Recorded data:
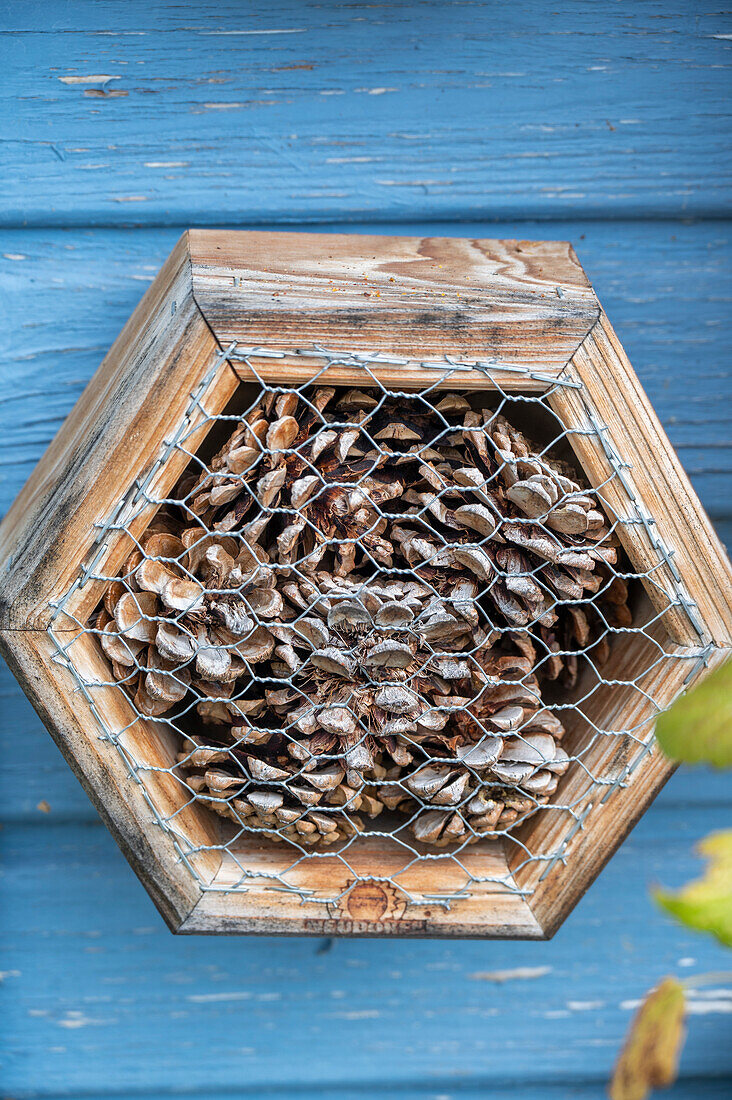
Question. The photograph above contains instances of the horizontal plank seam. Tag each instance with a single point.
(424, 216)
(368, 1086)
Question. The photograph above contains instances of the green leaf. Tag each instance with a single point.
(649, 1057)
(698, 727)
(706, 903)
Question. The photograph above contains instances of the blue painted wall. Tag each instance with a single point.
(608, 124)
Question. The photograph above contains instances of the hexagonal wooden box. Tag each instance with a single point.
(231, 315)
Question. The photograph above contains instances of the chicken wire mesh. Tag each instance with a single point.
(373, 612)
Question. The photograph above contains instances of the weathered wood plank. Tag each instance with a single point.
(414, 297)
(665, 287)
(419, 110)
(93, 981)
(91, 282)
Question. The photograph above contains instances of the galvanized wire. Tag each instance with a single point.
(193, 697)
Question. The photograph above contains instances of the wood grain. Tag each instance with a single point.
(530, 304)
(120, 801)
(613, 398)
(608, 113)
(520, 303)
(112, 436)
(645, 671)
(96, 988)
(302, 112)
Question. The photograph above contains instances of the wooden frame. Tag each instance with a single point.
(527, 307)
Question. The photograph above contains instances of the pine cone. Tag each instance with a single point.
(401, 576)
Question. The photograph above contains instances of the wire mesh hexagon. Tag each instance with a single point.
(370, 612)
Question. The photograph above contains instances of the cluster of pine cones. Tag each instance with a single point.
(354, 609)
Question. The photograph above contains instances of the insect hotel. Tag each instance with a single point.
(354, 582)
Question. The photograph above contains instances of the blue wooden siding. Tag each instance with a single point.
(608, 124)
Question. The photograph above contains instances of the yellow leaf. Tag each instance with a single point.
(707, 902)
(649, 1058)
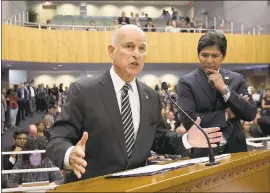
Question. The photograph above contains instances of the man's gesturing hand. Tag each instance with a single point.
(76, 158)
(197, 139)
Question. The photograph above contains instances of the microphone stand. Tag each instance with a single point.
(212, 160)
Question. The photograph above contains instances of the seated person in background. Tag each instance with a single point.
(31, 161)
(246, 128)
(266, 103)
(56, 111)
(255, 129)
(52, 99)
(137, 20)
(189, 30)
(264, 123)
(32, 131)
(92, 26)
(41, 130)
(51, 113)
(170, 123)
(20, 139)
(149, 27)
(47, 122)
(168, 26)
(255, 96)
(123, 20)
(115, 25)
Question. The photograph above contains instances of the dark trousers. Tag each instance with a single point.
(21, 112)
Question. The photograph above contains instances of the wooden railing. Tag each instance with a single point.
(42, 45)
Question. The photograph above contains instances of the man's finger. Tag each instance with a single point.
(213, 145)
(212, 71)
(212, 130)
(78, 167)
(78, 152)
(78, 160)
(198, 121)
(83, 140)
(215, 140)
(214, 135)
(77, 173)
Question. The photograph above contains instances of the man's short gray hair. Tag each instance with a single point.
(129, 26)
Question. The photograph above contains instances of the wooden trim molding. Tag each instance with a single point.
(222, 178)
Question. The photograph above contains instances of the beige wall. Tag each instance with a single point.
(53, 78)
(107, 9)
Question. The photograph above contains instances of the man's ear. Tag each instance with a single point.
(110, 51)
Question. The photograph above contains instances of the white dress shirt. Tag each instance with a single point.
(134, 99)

...

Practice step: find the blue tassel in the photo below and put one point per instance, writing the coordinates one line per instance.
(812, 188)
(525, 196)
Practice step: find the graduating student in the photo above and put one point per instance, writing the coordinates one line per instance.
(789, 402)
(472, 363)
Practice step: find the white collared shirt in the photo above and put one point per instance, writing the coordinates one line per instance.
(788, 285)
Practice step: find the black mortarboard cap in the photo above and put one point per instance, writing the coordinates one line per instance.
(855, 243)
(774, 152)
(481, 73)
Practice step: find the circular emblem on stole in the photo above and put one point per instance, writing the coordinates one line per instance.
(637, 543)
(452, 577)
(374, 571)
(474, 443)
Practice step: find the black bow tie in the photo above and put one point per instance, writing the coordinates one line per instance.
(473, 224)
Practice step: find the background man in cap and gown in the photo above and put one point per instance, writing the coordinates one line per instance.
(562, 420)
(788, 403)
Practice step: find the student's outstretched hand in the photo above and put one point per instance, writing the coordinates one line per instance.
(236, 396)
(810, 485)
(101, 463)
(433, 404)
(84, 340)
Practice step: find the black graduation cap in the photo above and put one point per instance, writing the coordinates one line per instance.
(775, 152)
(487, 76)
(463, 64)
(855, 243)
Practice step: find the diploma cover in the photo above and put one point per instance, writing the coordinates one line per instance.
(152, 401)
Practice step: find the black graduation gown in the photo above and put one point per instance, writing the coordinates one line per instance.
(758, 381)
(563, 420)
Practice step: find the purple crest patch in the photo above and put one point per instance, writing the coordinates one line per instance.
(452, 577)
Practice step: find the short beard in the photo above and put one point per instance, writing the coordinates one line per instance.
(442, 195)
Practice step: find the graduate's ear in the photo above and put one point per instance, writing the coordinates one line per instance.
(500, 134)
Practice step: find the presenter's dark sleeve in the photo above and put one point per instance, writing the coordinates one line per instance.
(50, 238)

...

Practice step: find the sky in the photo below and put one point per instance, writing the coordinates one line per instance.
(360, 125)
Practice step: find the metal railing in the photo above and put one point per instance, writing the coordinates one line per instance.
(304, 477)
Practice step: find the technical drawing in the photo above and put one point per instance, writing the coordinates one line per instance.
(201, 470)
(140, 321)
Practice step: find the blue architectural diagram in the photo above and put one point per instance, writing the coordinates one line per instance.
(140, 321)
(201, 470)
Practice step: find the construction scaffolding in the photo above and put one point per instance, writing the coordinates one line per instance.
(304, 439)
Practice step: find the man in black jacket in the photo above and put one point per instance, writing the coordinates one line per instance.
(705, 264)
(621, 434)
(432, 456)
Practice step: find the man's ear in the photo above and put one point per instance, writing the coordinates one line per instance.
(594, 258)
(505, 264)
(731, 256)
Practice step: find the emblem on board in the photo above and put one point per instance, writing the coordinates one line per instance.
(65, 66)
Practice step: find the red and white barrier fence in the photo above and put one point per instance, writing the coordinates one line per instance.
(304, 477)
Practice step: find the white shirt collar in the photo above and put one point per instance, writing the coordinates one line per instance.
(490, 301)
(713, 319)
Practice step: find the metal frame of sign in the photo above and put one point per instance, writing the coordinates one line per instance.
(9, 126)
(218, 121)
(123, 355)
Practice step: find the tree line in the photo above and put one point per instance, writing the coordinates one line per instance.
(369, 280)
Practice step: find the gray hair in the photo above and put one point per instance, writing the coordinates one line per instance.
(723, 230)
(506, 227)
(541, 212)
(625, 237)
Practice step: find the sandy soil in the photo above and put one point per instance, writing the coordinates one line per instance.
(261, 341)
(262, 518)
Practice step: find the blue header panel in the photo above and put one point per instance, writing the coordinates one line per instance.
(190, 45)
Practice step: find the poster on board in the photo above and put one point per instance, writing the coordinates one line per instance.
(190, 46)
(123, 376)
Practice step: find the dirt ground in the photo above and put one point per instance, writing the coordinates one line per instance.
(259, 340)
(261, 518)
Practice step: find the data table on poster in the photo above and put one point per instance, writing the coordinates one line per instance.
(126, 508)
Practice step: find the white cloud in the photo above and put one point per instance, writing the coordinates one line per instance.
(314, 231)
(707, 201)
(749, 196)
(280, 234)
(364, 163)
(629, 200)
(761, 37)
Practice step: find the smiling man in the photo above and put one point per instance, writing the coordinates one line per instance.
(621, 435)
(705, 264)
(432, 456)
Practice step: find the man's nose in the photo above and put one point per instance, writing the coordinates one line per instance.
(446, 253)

Exercise details: State how many lines in the records above contain the string "blue", treating uppercase and lowercase as distinct. Reply with the number alone.

Problem solution: 5